Answer these about the forum thread on US Interstate approaches to cities below:
1. Which user's remark does the post by Penn's Woods quote, and what does that remark say?
2. Which two threads limited to Europe does Penn's Woods name?
3. Which time zone does the post mention?

TEXT SHOWN:
>>>

# Best US Interstate approaches to cities



## Penn's Woods (Apr 8, 2010)

CNGL said:


> This thread is too American-biased :lock:


I can think, off the top of my head, of two threads in this forum that are explicitly limited to Europe (most scenic roads in Europe, or something; then Alpine roads). And all the country threads. And let's not get into the European bias that results from the demographics of this forum in threads like "Guess the highway." No one is forcing you to read this thread. Although if you did, you might actually learn something, broaden your horizons out of GMT+1, and so on.

I hope and assume your little "lock" icon is a joke, just like I hope and assume your repeated remarks that Americans are "dumb" are a (stupid) joke.


----------



## He Named Thor (Feb 15, 2008)

<<<

DATA SECTION:

>>>

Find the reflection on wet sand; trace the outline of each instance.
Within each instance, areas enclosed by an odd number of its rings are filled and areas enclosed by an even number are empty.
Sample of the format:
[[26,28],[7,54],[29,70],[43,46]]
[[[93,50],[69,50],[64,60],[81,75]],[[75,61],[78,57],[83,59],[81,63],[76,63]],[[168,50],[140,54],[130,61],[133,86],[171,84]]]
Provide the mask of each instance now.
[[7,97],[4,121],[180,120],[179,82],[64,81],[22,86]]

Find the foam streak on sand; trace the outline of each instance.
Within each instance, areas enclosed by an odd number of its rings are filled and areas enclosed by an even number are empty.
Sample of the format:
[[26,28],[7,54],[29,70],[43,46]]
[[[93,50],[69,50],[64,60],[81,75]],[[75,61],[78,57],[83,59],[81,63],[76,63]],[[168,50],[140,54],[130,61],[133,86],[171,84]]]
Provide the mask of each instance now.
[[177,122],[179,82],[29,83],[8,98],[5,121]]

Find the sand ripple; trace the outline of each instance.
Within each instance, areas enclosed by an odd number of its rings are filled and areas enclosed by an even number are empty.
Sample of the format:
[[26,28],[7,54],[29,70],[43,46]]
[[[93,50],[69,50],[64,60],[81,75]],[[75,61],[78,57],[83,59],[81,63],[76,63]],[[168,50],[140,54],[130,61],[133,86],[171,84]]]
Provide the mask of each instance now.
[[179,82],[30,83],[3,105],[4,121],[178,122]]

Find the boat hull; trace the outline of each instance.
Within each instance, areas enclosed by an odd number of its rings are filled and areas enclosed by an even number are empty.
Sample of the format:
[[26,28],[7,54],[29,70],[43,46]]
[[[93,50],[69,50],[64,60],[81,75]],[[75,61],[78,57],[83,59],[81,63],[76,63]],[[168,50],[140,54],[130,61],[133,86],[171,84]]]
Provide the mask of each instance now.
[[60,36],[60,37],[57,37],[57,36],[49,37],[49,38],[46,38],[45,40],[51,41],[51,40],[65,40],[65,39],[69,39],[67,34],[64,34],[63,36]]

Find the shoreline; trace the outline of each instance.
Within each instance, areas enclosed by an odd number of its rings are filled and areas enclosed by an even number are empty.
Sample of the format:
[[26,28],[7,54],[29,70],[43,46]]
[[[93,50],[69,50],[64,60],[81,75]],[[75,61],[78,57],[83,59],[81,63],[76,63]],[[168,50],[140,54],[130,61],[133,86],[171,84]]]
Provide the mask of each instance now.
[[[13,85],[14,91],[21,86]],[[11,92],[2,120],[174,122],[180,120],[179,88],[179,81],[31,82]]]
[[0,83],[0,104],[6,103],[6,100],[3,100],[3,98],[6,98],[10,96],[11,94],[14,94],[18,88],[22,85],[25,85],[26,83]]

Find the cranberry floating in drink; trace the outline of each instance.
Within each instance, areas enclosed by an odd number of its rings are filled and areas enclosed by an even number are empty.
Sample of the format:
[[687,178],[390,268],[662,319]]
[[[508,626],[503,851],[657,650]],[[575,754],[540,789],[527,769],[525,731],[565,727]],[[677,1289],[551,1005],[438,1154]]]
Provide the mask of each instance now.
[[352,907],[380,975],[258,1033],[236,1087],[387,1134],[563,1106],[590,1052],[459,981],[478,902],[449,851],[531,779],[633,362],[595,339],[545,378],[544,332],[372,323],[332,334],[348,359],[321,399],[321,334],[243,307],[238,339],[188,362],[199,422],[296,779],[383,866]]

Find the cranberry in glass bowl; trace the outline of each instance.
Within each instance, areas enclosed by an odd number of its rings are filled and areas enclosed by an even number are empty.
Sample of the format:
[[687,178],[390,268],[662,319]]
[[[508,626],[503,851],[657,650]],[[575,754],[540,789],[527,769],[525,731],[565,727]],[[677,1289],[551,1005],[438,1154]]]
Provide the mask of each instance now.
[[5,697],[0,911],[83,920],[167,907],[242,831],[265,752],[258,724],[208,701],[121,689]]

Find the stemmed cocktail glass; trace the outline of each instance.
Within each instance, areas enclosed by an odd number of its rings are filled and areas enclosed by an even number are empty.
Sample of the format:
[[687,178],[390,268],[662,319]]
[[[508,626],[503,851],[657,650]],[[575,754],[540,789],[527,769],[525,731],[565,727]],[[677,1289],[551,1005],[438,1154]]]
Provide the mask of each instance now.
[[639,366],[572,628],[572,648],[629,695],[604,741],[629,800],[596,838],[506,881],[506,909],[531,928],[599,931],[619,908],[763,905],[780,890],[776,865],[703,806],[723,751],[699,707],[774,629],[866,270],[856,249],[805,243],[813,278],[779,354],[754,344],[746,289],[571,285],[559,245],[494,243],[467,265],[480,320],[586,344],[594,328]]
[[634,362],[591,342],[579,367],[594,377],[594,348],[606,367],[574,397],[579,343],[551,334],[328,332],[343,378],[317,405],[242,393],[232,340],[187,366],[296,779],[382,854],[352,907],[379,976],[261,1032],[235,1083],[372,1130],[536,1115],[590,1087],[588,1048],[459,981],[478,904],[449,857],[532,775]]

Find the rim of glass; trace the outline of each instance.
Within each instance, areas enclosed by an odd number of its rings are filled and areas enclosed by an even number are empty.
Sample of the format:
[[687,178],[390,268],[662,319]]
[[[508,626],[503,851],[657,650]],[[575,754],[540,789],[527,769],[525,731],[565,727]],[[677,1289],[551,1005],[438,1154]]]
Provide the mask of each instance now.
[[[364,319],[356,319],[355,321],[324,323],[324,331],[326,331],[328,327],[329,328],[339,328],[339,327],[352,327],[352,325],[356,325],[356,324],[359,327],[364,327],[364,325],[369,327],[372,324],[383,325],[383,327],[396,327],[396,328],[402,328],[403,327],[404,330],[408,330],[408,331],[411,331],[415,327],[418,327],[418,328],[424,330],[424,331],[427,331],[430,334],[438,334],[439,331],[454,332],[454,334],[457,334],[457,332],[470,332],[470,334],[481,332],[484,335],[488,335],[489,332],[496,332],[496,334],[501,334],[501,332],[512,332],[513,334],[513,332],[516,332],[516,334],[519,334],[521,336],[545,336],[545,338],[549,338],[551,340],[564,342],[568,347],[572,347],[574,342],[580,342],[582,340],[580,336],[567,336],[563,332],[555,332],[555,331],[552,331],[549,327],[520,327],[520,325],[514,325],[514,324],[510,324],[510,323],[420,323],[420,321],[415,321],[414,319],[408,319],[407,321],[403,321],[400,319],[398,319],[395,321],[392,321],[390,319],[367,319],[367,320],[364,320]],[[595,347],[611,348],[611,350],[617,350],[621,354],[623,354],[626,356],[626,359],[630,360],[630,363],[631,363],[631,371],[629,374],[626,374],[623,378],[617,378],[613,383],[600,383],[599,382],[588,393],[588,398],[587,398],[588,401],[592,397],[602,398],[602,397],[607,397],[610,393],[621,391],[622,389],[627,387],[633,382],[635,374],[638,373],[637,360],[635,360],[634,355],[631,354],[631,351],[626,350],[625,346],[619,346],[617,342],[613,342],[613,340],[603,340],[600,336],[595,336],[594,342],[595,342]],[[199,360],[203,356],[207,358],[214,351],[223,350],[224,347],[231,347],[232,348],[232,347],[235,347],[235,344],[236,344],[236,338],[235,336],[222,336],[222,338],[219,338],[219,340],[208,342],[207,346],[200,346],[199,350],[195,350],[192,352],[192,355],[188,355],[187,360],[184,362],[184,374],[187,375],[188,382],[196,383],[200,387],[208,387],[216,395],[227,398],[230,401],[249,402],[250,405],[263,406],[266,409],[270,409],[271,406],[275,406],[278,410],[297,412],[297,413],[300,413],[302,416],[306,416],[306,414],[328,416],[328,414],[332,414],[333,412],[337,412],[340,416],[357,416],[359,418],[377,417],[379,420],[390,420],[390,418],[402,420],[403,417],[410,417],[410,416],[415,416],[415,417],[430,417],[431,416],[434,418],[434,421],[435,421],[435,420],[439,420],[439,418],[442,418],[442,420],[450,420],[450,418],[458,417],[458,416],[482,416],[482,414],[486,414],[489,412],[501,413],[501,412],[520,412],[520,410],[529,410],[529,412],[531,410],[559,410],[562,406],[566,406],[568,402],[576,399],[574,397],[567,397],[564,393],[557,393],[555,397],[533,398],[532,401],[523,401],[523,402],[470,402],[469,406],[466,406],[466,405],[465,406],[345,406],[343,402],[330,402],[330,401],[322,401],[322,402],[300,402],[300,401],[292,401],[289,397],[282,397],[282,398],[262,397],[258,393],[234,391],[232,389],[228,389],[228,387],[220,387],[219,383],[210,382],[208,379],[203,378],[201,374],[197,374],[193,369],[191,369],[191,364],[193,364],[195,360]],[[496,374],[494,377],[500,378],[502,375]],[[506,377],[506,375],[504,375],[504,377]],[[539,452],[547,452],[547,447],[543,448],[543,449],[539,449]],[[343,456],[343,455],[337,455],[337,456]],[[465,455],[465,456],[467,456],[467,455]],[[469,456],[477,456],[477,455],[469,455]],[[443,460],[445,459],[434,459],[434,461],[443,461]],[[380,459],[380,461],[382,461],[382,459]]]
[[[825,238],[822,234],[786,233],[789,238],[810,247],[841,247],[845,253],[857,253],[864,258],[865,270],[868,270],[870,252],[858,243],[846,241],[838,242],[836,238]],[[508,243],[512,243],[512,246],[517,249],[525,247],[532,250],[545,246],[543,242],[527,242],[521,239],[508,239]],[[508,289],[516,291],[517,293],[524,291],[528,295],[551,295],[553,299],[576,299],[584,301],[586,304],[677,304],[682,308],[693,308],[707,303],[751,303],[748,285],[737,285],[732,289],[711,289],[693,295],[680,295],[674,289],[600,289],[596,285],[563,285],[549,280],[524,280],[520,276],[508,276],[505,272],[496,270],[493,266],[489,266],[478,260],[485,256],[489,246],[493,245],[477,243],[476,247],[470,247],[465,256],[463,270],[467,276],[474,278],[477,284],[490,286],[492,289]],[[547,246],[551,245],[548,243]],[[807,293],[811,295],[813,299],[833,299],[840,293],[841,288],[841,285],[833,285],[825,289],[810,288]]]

<<<

SOLUTION TO THE PROBLEM:
1. CNGL's; the remark says "This thread is too American-biased."
2. Most scenic roads in Europe, and Alpine roads.
3. GMT+1.